WORK INSTRUCTIONS ▸ Reproduce the lines below character for character, leaving every word, number, and symbol unchanged.
▼▼▼
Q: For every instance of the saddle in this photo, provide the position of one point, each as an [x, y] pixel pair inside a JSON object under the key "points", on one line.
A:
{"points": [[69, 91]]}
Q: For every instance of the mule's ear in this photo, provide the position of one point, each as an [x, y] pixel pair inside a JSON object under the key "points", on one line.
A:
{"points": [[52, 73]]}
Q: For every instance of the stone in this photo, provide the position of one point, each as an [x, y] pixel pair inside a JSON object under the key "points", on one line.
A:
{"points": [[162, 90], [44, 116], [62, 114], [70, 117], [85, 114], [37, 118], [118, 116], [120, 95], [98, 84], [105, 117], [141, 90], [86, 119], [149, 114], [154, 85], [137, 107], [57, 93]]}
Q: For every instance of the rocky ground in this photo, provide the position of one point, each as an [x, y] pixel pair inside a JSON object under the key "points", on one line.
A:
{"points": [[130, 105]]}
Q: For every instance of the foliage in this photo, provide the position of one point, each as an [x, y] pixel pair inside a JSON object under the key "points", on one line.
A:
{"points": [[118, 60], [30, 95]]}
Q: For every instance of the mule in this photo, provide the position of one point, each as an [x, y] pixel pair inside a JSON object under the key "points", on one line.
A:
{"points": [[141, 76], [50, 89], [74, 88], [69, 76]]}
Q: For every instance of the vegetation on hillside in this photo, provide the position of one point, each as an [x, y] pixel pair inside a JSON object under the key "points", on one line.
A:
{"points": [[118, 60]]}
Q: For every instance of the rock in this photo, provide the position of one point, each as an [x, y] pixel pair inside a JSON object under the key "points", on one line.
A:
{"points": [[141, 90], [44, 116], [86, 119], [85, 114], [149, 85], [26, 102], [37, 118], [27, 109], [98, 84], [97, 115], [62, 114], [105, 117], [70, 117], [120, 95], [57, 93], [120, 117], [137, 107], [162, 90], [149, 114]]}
▲▲▲
WORKED ANSWER ▸
Q: For every instance of the saddle in this photo, provide the position of one point, each as an [x, y] pixel pair inside a JSON object under the key "points", on one line.
A:
{"points": [[69, 91]]}
Q: For every instance of the mule's ear in this photo, provide the position of one point, each as an [x, y] pixel pair inside a JSON object under the key "points", on one line.
A:
{"points": [[52, 73]]}
Q: For every instance of the stone in this photo, provide the position of one point, each as an [x, y] pixel pair inside a JSON object under the key "points", on one line.
A:
{"points": [[162, 90], [44, 116], [62, 114], [70, 117], [85, 114], [37, 118], [118, 116], [120, 95], [98, 84], [105, 117], [141, 90], [86, 119], [149, 114], [154, 85], [137, 107], [57, 93]]}
Q: For every instance of the rocky ground in this photo, provide the position of one point, each as an [x, y] pixel pair inside a JSON object under the key "points", on one line.
A:
{"points": [[130, 105]]}
Q: For every instance of the foliage in this photo, provide the position of one point, each as an [x, y] pixel pair inside a JSON object under the key "points", on one line.
A:
{"points": [[118, 60], [30, 95]]}
Q: For every instance of the mule in this photo, provide the position of one point, each as an [x, y] pixel pair inside a JSON object under the key "points", on one line.
A:
{"points": [[141, 76], [50, 89], [74, 88], [69, 76]]}
Q: For every instance of the vegetation on hillside in this photo, provide the position of one point, each as an [x, y] pixel pair inside a JSON object under the key "points", on one line.
A:
{"points": [[118, 60]]}
Q: For every instance of the rock in this photo, provide the position of one point, each as an [x, y] pixel pair inside a JSON object under the key "points", on one line.
A:
{"points": [[141, 90], [44, 116], [86, 119], [85, 114], [149, 85], [26, 102], [37, 118], [27, 109], [98, 84], [97, 115], [62, 114], [105, 117], [70, 117], [120, 95], [57, 93], [120, 117], [137, 107], [162, 90], [149, 114]]}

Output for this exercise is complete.